# Stated task
Find every line in the entries below that contains the word "post" and copy each of those lines.

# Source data
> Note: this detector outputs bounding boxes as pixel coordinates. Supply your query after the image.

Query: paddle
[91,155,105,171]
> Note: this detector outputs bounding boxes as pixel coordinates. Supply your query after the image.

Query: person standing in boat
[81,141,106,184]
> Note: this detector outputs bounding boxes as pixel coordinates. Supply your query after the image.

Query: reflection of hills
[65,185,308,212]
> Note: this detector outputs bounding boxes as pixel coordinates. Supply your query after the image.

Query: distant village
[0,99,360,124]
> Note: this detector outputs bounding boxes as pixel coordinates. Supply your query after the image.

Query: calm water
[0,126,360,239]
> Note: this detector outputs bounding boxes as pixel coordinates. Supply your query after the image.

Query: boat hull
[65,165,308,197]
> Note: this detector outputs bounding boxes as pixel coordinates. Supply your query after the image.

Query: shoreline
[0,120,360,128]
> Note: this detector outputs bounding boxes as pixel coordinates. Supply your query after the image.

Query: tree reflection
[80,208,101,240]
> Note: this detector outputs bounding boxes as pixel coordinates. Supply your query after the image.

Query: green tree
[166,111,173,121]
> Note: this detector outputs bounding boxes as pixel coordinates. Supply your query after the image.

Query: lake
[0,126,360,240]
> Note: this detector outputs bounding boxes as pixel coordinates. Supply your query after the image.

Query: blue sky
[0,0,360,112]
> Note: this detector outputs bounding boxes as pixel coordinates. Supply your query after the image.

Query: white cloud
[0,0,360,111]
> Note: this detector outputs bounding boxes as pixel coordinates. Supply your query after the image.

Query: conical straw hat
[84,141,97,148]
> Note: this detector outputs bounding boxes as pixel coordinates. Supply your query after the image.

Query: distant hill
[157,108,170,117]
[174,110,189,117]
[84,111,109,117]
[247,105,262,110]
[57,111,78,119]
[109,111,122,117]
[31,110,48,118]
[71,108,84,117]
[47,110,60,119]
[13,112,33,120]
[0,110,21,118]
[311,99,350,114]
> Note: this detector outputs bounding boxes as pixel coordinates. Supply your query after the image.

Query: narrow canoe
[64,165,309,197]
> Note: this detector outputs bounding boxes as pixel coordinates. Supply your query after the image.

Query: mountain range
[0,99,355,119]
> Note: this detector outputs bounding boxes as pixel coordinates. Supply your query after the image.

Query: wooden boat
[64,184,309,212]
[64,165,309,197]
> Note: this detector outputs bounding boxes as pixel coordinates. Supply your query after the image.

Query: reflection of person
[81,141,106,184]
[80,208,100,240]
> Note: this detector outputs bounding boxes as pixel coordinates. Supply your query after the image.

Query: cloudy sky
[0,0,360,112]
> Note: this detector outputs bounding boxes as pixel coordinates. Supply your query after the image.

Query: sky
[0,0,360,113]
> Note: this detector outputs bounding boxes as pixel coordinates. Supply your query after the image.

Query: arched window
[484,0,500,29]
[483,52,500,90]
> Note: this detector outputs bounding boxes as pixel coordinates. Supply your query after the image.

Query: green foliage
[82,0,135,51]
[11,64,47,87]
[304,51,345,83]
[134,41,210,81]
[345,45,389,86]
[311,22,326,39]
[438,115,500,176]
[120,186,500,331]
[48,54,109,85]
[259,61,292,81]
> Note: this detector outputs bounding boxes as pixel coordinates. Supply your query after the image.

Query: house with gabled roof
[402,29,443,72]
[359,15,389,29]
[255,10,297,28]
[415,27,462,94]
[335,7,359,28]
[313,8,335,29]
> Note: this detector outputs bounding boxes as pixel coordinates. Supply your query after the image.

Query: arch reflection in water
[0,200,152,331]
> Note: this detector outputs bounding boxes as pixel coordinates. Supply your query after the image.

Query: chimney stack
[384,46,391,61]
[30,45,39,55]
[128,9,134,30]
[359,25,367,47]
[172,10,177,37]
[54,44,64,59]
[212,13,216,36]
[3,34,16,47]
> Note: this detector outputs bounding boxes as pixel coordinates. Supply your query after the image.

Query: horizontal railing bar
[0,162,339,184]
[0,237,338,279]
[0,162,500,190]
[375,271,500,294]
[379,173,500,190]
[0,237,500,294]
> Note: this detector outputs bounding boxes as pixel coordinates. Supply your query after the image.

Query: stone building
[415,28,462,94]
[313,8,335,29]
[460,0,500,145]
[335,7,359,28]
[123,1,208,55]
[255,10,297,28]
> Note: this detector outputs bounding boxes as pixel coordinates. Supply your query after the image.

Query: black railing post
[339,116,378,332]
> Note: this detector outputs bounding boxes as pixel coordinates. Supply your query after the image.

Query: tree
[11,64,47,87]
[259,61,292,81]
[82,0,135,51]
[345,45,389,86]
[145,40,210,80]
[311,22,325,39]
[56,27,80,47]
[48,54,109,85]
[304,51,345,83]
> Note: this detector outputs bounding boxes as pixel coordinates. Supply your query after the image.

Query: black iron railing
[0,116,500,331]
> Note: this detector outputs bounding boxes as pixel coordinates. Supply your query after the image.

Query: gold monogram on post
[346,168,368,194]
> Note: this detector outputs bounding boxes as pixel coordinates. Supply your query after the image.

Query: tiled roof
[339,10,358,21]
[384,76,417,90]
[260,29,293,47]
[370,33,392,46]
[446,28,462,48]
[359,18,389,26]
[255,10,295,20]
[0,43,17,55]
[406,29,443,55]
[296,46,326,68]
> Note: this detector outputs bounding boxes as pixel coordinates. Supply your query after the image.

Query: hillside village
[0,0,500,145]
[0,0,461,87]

# Task result
Query: black railing post
Query: gold monogram on post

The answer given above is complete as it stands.